— THINGS TO DO —
**a.** In the news item, rewrite the paragraph beginning "The petitioner, Walter Daniel" as a short bulleted list that keeps its main facts.
**b.** Edit the news item from "U.S. Supreme Court Justices" to "join Thomas’ dissent.", putting "certiorari" in place of "cert".

— PASSAGE TO READ —
########################################
U.S. Supreme Court Justice Clarence Thomas.

U.S. Supreme Court Justices Clarence Thomas and Ruth Bader Ginsburg dissented Monday when the high court refused to hear the case of a man whose wife died at a naval hospital because of complications from childbirth.

The petitioner, Walter Daniel, had filed a tort suit in the death of his wife, a Navy lieutenant. The lower courts had ruled that Daniel’s suit was barred by the Supreme Court case Feres v. United States. That 1950 decision had held that military personnel injured by the negligence of a federal employee cannot sue the United States under the Federal Tort Claims Act.

In his dissent from the refusal to grant cert, Thomas said the Supreme Court should have accepted Daniel’s case to consider overruling Feres. Ginsburg did not join Thomas’ dissent.
########################################
— MATERIAL SHOWN —
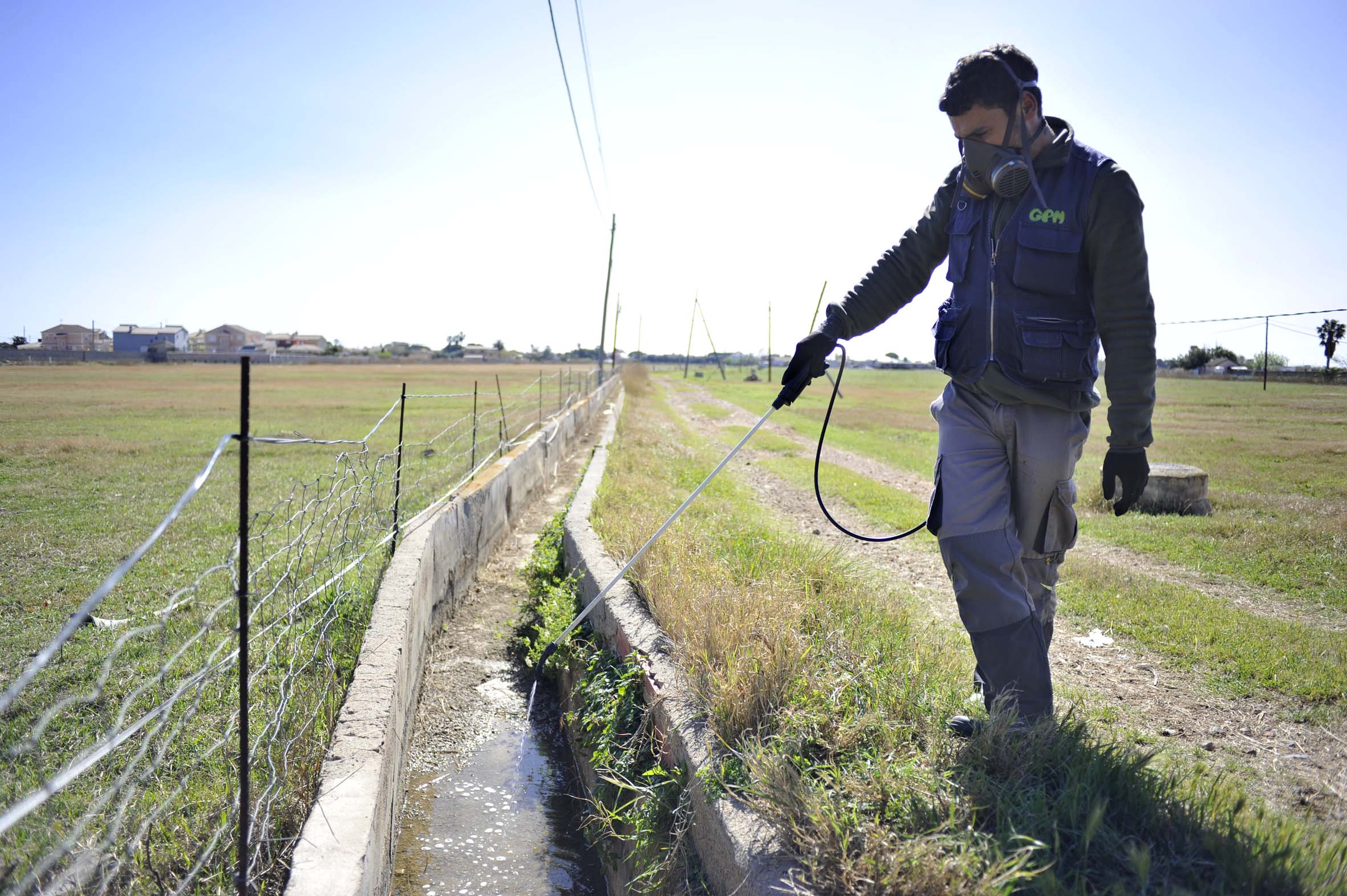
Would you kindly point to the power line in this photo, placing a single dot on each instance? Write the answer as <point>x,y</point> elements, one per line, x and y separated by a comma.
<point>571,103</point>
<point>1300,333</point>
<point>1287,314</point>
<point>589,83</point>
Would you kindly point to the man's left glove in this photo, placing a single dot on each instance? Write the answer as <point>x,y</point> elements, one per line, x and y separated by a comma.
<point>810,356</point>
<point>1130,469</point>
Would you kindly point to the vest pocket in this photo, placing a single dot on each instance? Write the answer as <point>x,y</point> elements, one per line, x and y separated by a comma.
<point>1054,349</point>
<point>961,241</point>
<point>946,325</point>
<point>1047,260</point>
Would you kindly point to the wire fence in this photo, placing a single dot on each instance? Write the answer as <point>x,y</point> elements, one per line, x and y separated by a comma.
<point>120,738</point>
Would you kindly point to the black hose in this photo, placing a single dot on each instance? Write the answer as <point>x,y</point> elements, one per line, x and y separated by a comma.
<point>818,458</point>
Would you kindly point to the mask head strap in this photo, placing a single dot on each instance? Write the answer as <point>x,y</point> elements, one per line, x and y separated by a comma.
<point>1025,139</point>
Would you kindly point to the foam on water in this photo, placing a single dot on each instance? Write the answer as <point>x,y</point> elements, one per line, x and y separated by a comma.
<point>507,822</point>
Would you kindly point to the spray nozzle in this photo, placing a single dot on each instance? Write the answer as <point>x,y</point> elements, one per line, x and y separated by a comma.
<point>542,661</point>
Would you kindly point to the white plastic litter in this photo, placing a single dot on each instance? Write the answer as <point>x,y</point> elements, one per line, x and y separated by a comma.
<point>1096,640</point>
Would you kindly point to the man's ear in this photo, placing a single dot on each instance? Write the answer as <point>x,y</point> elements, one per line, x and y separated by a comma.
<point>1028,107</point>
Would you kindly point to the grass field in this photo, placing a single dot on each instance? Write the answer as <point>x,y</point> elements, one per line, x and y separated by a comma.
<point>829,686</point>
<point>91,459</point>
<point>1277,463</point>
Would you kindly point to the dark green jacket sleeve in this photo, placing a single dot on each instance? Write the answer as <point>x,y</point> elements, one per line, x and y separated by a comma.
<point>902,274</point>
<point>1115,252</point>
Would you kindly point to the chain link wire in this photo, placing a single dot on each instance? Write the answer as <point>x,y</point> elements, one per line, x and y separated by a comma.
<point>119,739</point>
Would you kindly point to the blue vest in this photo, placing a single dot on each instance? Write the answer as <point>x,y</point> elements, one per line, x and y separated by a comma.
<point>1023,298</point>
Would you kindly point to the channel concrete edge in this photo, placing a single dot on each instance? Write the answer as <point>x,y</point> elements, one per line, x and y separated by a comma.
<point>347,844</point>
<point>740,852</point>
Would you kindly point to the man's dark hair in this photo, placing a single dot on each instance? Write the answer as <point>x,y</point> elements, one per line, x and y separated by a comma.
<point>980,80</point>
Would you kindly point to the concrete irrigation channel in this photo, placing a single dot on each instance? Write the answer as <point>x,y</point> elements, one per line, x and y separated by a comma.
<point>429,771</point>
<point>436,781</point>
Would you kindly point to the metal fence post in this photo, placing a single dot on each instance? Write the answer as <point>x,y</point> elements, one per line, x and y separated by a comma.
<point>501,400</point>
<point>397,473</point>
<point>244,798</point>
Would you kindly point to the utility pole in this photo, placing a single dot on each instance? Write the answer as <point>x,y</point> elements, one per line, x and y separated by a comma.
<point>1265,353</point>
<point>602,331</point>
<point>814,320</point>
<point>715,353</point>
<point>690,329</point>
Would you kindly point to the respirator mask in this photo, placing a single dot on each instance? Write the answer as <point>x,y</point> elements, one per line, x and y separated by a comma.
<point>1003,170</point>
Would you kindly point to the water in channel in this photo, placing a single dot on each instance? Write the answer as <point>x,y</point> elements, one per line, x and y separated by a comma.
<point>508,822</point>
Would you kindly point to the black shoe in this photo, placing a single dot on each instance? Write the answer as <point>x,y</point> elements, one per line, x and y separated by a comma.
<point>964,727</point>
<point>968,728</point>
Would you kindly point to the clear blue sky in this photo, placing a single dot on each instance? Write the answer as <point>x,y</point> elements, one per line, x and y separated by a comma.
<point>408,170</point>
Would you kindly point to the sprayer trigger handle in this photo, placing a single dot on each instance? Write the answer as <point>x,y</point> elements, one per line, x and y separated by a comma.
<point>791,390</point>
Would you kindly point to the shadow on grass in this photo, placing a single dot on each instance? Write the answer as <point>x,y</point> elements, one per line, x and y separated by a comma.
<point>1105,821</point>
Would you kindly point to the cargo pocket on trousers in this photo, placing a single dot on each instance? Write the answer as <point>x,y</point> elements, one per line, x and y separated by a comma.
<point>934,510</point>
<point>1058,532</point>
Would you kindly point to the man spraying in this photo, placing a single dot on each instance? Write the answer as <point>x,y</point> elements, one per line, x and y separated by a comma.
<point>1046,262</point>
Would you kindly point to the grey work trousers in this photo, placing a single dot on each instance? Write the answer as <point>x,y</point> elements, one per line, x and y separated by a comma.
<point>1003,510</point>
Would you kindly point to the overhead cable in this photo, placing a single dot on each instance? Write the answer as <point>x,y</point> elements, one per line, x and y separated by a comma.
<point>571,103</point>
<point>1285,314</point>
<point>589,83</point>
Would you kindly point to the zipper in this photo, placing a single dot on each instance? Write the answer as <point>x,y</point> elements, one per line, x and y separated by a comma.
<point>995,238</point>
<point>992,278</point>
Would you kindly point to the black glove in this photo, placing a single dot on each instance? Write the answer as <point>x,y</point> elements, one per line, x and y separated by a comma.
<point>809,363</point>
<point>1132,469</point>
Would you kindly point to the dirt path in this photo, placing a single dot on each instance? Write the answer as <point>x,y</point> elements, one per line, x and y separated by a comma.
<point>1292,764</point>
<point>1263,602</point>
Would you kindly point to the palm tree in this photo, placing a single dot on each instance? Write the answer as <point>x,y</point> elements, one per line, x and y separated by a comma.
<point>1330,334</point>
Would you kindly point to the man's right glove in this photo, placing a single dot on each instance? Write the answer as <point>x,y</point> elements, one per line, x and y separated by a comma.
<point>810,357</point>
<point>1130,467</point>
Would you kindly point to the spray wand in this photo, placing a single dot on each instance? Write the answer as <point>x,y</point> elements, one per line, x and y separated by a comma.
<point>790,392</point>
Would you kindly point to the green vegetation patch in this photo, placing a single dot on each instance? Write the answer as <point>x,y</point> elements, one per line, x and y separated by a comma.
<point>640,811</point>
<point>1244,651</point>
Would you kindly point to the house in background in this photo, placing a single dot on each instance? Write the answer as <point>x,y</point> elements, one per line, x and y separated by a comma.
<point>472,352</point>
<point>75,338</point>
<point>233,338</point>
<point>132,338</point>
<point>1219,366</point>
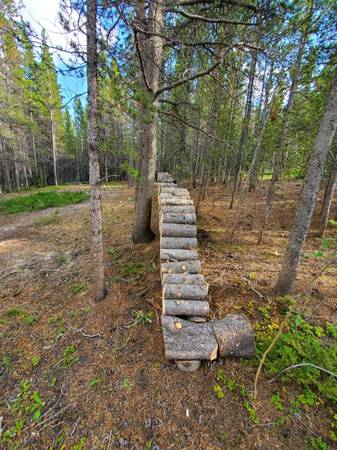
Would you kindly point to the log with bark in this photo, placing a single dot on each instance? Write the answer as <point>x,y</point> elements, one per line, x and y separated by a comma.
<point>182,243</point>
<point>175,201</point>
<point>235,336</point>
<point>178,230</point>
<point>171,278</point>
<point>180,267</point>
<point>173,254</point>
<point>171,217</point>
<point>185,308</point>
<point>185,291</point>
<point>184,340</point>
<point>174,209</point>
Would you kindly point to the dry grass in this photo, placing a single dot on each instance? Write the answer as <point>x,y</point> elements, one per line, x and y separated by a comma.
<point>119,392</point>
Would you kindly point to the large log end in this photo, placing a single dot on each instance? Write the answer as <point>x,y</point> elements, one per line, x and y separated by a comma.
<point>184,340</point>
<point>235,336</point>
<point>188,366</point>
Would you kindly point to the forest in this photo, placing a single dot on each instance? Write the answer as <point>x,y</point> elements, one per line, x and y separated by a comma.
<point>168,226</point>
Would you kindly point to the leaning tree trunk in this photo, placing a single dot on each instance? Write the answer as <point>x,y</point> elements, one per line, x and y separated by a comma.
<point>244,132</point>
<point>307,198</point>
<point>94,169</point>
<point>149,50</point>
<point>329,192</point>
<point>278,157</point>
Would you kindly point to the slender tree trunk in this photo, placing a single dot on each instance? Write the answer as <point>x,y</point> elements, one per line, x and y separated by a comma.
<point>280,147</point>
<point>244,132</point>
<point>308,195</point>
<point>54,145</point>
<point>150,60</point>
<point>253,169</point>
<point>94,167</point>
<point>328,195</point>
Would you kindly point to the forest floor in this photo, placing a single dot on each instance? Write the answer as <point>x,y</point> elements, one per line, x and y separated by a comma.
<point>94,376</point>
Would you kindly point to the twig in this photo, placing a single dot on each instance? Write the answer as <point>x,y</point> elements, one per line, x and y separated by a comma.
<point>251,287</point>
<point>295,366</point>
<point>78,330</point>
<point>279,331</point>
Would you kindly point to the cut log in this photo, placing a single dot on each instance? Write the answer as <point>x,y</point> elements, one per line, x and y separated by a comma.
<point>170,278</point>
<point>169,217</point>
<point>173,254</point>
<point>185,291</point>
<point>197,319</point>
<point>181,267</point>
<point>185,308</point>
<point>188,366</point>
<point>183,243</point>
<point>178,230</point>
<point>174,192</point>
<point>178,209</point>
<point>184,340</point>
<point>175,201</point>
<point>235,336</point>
########################################
— ANSWER SET —
**a.**
- Walter Daniel filed a tort suit over the death of his wife, a Navy lieutenant.
- Lower courts held that Feres v. United States barred the suit.
- Feres, a 1950 decision, held that military personnel injured by a federal employee's negligence cannot sue the United States under the Federal Tort Claims Act.

**b.**
U.S. Supreme Court Justices Clarence Thomas and Ruth Bader Ginsburg dissented Monday when the high court refused to hear the case of a man whose wife died at a naval hospital because of complications from childbirth.

The petitioner, Walter Daniel, had filed a tort suit in the death of his wife, a Navy lieutenant. The lower courts had ruled that Daniel’s suit was barred by the Supreme Court case Feres v. United States. That 1950 decision had held that military personnel injured by the negligence of a federal employee cannot sue the United States under the Federal Tort Claims Act.

In his dissent from the refusal to grant certiorari, Thomas said the Supreme Court should have accepted Daniel’s case to consider overruling Feres. Ginsburg did not join Thomas’ dissent.